*Exercise*:
Pictures aside, return all of the records exactly as they stand.

┌──

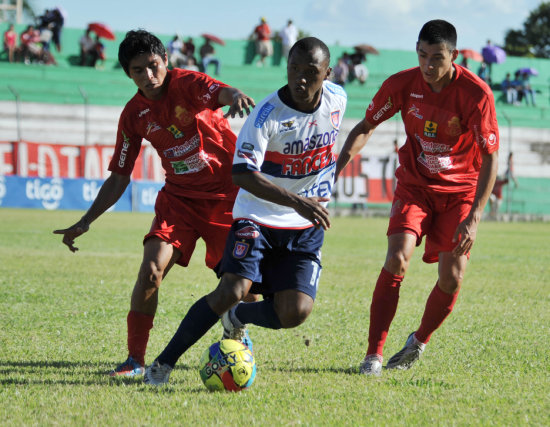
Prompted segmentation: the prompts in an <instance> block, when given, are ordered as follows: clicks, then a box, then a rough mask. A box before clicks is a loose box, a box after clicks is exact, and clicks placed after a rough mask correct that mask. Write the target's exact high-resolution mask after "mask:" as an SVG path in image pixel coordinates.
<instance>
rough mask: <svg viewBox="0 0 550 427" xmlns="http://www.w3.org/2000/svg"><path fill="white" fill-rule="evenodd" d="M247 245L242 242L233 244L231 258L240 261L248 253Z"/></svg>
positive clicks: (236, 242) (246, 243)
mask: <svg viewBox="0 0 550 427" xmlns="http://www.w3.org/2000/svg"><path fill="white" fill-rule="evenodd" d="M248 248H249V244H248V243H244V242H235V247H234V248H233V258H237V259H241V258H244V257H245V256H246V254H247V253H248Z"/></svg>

└──

*Response to the task*:
Prompted segmentation: the prompts in an <instance> block, when given, are ordered as follows: clicks, then a box, then a rough mask. A box before clicks is a loose box, a box after clicks is exact, and clicks placed after a rough mask correct that mask. Write the target's exact high-resolution mask after "mask:" as an SVG path in image pixel coordinates.
<instance>
rough mask: <svg viewBox="0 0 550 427" xmlns="http://www.w3.org/2000/svg"><path fill="white" fill-rule="evenodd" d="M247 245L242 242L233 244L231 258L240 261L248 253Z"/></svg>
positive clicks: (236, 242) (246, 243)
mask: <svg viewBox="0 0 550 427" xmlns="http://www.w3.org/2000/svg"><path fill="white" fill-rule="evenodd" d="M248 248H249V244H248V243H244V242H235V247H234V248H233V258H237V259H241V258H244V257H245V256H246V254H247V253H248Z"/></svg>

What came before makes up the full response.